EXTRACTED RECORDS:
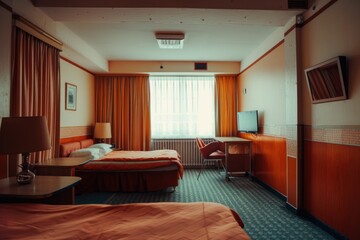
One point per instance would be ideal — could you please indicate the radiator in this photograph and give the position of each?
(187, 148)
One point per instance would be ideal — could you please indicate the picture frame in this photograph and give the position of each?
(70, 96)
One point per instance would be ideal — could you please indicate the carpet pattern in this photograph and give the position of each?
(264, 214)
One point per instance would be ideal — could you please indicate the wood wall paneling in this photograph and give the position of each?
(269, 160)
(292, 181)
(331, 190)
(3, 166)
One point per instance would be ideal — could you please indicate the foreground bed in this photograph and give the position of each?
(114, 172)
(129, 221)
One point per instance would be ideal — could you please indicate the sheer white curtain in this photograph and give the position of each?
(182, 106)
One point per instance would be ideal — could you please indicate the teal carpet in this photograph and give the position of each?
(264, 214)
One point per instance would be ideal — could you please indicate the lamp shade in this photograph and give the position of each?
(24, 135)
(102, 130)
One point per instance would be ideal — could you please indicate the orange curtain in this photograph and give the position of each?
(35, 85)
(125, 102)
(225, 105)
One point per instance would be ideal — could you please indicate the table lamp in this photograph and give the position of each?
(24, 135)
(102, 131)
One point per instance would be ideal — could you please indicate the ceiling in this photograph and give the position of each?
(128, 34)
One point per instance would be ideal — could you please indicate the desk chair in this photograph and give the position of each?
(210, 153)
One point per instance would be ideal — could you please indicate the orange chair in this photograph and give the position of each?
(211, 152)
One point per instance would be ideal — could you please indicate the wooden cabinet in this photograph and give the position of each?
(237, 155)
(44, 189)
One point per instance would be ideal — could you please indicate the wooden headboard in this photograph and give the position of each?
(67, 148)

ACTIVITY:
Please repeat every record above exactly, leaving the pictures out.

ANSWER FOR THIS EXERCISE:
One point per instance would be ideal — could you please indicate the radiator in this photograph and give the position of each?
(187, 148)
One point per instance would be ideal — could you please indicate the picture frame in this photograph and give the position of each?
(70, 96)
One point per instance would be ideal — could you please indicate the carpet pattern in this photograph and give the position of each?
(264, 214)
One point per instance would be ideal — could you please indicate the wood wall paneling in this photograph and give the position of each?
(269, 160)
(292, 181)
(331, 190)
(3, 166)
One point per instance would be ideal — could you please indicate the foreground bed in this photograph and give the position of each?
(114, 172)
(129, 221)
One point per instance would be ideal — could you please indicate the sheer white curtain in this photograph and give the position of each?
(182, 106)
One point per instance would be ideal — could you please indicate the teal carpet in this photograph and give the position of each?
(264, 214)
One point per instance would be ideal — could you please indicate the lamp shade in this photograph and give the position of each?
(24, 135)
(102, 130)
One point per instance would be ideal — could you please indicate the orange curtain in this photograph and give the position of each?
(35, 85)
(125, 102)
(225, 105)
One point per instance would be ideal — could you please indicate the table lamp in this photograph and give the position of each?
(24, 135)
(102, 131)
One point per instance would be ideal — could you please indicate the ceiling in this photograph and give the position of each?
(128, 34)
One point per instance would be ideal — could you please indicate the desk chair in this photograph and give the position of each?
(210, 153)
One point per instance would be ideal — could you please indicate the orange chair in this photograph and give the position of each?
(211, 152)
One point per instance would be ideal — could you please indicate the wooden cabinet in this photograph and give the position of each?
(237, 155)
(44, 189)
One point per instance would be ideal — could you please indicate the wooden headboard in this photograph and give the position of each?
(67, 148)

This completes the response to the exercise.